**WORK TO BE COMPLETED:** In the response, the entries must appear exactly as supplied.

[INFORMATION PROVIDED — start]

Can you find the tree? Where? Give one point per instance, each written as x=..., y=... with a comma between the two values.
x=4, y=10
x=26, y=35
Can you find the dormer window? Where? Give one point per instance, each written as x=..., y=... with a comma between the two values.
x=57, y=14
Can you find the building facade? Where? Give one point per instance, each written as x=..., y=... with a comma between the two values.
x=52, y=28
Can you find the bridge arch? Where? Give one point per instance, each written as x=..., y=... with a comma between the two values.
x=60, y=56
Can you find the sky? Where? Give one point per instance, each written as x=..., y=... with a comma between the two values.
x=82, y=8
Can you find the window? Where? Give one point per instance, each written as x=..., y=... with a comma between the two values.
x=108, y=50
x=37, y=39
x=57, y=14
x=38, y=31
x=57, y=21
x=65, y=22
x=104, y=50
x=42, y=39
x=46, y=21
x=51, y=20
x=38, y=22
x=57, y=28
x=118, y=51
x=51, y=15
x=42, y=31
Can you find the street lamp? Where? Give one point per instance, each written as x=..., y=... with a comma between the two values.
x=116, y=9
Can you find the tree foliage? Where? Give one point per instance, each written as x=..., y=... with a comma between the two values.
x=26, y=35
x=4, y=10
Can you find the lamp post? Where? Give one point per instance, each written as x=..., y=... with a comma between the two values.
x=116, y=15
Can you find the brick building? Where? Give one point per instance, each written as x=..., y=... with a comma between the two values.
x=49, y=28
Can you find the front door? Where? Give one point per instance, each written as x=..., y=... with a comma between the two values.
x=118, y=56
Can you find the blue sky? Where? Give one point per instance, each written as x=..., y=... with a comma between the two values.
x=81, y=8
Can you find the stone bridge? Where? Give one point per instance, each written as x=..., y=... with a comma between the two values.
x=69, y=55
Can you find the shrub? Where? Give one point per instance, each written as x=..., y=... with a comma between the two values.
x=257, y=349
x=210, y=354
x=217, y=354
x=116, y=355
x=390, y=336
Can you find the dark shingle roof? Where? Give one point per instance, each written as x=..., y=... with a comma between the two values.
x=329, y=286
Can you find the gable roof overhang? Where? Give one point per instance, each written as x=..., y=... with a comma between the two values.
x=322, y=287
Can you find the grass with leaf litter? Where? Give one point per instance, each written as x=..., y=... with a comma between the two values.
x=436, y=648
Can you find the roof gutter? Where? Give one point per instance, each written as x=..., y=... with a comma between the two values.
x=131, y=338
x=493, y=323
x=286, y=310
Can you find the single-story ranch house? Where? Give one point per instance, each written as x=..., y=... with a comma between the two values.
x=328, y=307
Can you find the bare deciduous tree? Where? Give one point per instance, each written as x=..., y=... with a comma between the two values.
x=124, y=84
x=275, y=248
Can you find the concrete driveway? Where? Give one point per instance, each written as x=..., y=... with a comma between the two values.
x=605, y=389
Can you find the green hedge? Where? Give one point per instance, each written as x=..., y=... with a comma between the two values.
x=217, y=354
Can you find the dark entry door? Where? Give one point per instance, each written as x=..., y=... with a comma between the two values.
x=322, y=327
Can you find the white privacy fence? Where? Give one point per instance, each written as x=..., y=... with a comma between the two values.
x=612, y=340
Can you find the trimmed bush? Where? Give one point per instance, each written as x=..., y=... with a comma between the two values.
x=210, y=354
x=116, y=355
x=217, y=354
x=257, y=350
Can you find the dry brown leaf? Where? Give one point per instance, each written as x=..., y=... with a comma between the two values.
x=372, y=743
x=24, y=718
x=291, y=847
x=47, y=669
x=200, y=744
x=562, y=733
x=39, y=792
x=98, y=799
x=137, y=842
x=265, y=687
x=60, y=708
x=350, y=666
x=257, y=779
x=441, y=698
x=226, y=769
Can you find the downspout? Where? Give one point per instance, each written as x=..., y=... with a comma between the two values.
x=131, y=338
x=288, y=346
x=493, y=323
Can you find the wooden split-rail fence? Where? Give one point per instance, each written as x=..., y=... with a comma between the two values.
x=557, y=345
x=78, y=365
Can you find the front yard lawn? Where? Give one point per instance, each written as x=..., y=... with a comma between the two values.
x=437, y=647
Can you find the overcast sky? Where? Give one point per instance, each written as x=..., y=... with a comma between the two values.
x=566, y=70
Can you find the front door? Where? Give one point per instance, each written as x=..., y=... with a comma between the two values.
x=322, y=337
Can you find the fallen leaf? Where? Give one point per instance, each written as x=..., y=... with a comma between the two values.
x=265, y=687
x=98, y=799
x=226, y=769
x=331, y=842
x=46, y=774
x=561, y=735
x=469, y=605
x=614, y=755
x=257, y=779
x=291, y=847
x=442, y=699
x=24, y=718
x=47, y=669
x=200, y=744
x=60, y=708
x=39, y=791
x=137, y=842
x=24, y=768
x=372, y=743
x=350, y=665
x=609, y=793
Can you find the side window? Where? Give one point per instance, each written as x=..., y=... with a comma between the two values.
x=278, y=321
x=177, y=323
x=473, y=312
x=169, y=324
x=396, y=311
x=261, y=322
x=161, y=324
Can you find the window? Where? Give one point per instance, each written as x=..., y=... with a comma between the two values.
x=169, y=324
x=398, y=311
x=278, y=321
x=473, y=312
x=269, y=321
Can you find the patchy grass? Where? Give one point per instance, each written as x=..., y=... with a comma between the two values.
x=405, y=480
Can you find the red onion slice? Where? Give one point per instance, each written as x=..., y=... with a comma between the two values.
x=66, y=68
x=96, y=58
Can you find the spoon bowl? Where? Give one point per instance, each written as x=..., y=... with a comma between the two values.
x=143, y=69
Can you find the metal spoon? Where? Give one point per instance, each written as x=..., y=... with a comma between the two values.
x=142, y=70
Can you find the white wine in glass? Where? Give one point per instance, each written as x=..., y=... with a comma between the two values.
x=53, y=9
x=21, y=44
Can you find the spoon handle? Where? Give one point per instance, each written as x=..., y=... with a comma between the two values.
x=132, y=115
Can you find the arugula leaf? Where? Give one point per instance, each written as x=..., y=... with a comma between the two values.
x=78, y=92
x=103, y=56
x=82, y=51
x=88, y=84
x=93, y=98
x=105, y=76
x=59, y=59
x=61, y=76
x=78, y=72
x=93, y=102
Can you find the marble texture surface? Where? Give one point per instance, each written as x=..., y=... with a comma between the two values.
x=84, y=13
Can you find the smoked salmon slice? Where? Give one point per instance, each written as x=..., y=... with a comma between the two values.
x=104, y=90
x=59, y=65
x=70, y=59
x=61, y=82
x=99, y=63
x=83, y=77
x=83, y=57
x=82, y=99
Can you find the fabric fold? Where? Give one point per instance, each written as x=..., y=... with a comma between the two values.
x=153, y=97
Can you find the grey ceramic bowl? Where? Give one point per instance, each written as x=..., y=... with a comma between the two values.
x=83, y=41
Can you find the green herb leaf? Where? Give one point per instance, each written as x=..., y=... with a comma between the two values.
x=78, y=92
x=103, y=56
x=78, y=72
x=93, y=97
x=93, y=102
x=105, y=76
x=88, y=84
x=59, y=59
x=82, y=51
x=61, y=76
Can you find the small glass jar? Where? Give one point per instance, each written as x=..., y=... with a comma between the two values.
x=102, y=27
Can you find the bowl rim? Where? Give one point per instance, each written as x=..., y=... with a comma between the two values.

[INFORMATION PROVIDED — finish]

**TASK SOLUTION:**
Can you find the tree? Where? Give one point per instance, each written as x=..., y=... with a comma between the two values.
x=4, y=10
x=26, y=35
Can you find the dormer window? Where? Give one point per instance, each written as x=..., y=... with a comma between the two values.
x=57, y=14
Can you find the building facade? Where? Give one point per instance, each written as x=..., y=... with a comma between the two values.
x=52, y=28
Can you find the bridge arch? Where? Give one point per instance, each written as x=..., y=... with a comma between the two values.
x=60, y=56
Can you find the sky? Where? Give one point per instance, each written as x=..., y=... with a comma between the two values.
x=82, y=8
Can you find the window? Where? Give one point per instance, each written as x=..., y=... with a comma between the two values.
x=108, y=50
x=37, y=39
x=57, y=14
x=38, y=31
x=57, y=21
x=65, y=22
x=104, y=50
x=42, y=39
x=46, y=21
x=51, y=20
x=38, y=22
x=57, y=28
x=118, y=51
x=51, y=15
x=42, y=31
Can you find the street lamp? Where? Give one point per instance, each written as x=..., y=... with a comma between the two values.
x=116, y=9
Can you find the tree foliage? Where? Give one point per instance, each written as x=..., y=... with a comma between the two values.
x=26, y=35
x=4, y=10
Can you find the lamp post? Where? Give one point per instance, each written as x=..., y=... with a comma between the two values.
x=116, y=15
Can you find the brick building? Where? Give one point per instance, each written as x=..., y=... with a comma between the two values.
x=49, y=28
Can you find the front door? Where? Give one point per instance, each written as x=..., y=... with a comma between the two values.
x=118, y=56
Can you find the blue sky? Where? Give one point per instance, each written as x=..., y=... with a comma between the two values.
x=81, y=8
Can you find the stone bridge? Where? Give one point per instance, each written as x=..., y=... with a comma between the two values.
x=69, y=55
Can you find the shrub? Where? Give one point per instance, each written as x=..., y=... with a comma between the two values.
x=257, y=349
x=210, y=354
x=217, y=354
x=116, y=355
x=390, y=336
Can you find the dark shingle roof? Where? Give one point per instance, each written as x=..., y=... with a comma between the two values.
x=329, y=286
Can you find the gable roof overhang? Where? Give one point per instance, each written as x=..., y=... with a comma between the two values.
x=322, y=287
Can you find the grass with leaf litter? Where? Give one point per instance, each written as x=..., y=... with a comma between the two values.
x=436, y=648
Can you find the roof gutter? Where? Give one point per instance, each written as x=..., y=... with a comma between the two values.
x=131, y=338
x=493, y=323
x=286, y=310
Can you find the single-story ranch house? Where? Give one point per instance, each written as x=..., y=... with a comma between the two values.
x=328, y=307
Can you find the bare deciduous tree? Where? Give one point per instance, each written as x=..., y=... with a comma between the two values.
x=124, y=84
x=275, y=248
Can you find the concrete driveway? Where? Give one point per instance, each written as x=..., y=... with a comma between the two values.
x=605, y=389
Can you find the green hedge? Where? Give one point per instance, each written as x=..., y=... with a comma between the two values.
x=217, y=354
Can you find the dark entry door? Where? Give one point per instance, each written as x=..., y=... with a comma between the two values.
x=322, y=327
Can you find the white privacy fence? Where? Give one point per instance, each written as x=..., y=... with a comma between the two values.
x=612, y=340
Can you find the trimmed bush? Where? Give one point per instance, each written as x=..., y=... with a comma between the two values.
x=210, y=354
x=116, y=355
x=217, y=354
x=257, y=350
Can you find the dry brown leaf? Where? Give one point per instance, each written as x=..., y=... with a comma between the two values.
x=372, y=743
x=24, y=718
x=291, y=847
x=47, y=669
x=200, y=744
x=562, y=733
x=39, y=792
x=98, y=799
x=137, y=842
x=265, y=687
x=60, y=708
x=350, y=666
x=257, y=779
x=441, y=698
x=226, y=769
Can you find the downspout? Where? Give one point per instance, each written as x=..., y=... with a comma between the two values.
x=131, y=338
x=288, y=346
x=493, y=323
Can you find the wooden split-rail fence? Where? Give one point per instance, each written as x=..., y=... with a comma between the two values.
x=557, y=345
x=78, y=365
Can you find the front yard lawn? Where? Give one point per instance, each written as x=..., y=... with a comma between the two values.
x=437, y=647
Can you find the overcast sky? Where? Give one point per instance, each written as x=..., y=... with a comma between the two values.
x=566, y=70
Can you find the front door? Where? Give one point per instance, each written as x=..., y=... with a comma between the two values.
x=322, y=337
Can you find the fallen leaf? Where? Give one point per instance, each written as x=..., y=... with a comma between the two values.
x=265, y=687
x=98, y=799
x=226, y=769
x=331, y=842
x=46, y=774
x=561, y=735
x=469, y=605
x=614, y=755
x=257, y=779
x=291, y=847
x=442, y=699
x=24, y=718
x=47, y=669
x=200, y=744
x=60, y=708
x=39, y=791
x=137, y=842
x=24, y=768
x=372, y=743
x=350, y=665
x=609, y=793
Can you find the side window? Where? Give one point per instance, each written as x=..., y=... with a comma between the two values.
x=278, y=321
x=177, y=323
x=473, y=312
x=169, y=324
x=396, y=311
x=261, y=322
x=161, y=324
Can you find the window? Where? Give one point per instance, each written as x=..., y=... with a comma between the two values.
x=169, y=324
x=398, y=311
x=278, y=321
x=473, y=312
x=269, y=321
Can you find the patchy grass? Where? Give one point per instance, each written as x=..., y=... with a comma between the two values.
x=405, y=480
Can you find the red onion slice? Where? Give one point per instance, each written as x=..., y=... with a comma between the two values.
x=66, y=68
x=96, y=58
Can you find the spoon bowl? Where? Give one point per instance, each written as x=..., y=... with a comma between the two values.
x=143, y=69
Can you find the metal spoon? Where? Give one point per instance, each written as x=..., y=... with a comma between the two values.
x=142, y=70
Can you find the white wine in glass? Where? Give one point per instance, each written as x=..., y=... with a comma between the two values.
x=53, y=9
x=21, y=44
Can you find the spoon handle? Where? Give one point per instance, each written as x=..., y=... with a comma between the two values.
x=132, y=115
Can you find the arugula leaf? Where? Give one point per instance, each written as x=..., y=... with a comma between the two values.
x=78, y=92
x=103, y=56
x=82, y=51
x=88, y=84
x=93, y=98
x=105, y=76
x=59, y=59
x=61, y=76
x=78, y=72
x=93, y=102
Can you find the marble texture surface? Where? Give one point per instance, each written as x=..., y=... with a comma between the two values.
x=84, y=13
Can you find the smoked salmon slice? Where? Give one point per instance, each written as x=..., y=... with a comma between the two values.
x=104, y=90
x=59, y=65
x=70, y=59
x=61, y=82
x=99, y=63
x=83, y=77
x=83, y=57
x=82, y=99
Can you find the fabric fold? Where? Give one point per instance, each written as x=..., y=... with a comma between the two values.
x=153, y=97
Can you find the grey ceramic bowl? Where? Give one point per instance, each written as x=..., y=... with a comma between the two values.
x=83, y=41
Can you find the green herb leaf? Where? Give one point per instance, each written as x=..., y=... with a comma between the two values.
x=78, y=92
x=103, y=56
x=78, y=72
x=93, y=97
x=93, y=102
x=105, y=76
x=88, y=84
x=59, y=59
x=82, y=51
x=61, y=76
Can you find the small glass jar? Where? Give one point per instance, each written as x=..., y=... with a comma between the two values.
x=102, y=27
Can you find the bowl rim? Where? Give one point per instance, each written as x=..., y=... with a comma between the two values.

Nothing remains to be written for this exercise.